Please copy out each of the items below word for word, leaving out the pictures.

##########

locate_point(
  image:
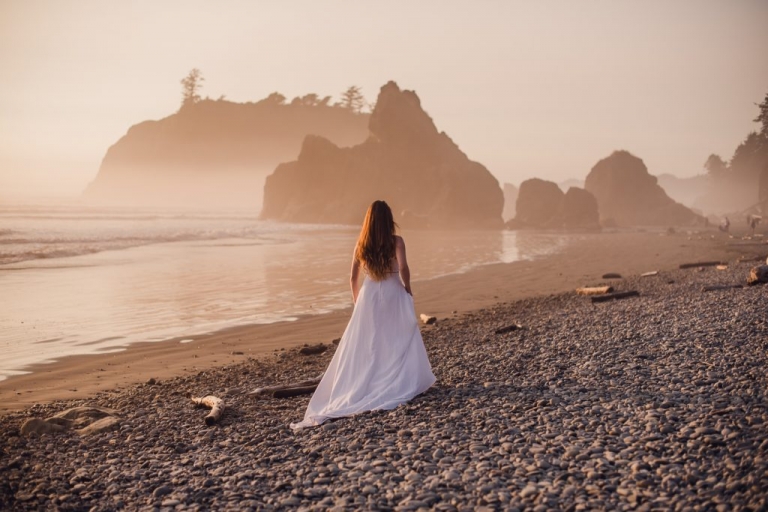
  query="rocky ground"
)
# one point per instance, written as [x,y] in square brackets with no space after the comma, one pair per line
[656,402]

##########

▸ **Output for this task**:
locate_point(
  image:
  query="rocky ground"
)
# one point per instance, written as [x,y] in square brackets with no space after the comma, one pair per line
[656,402]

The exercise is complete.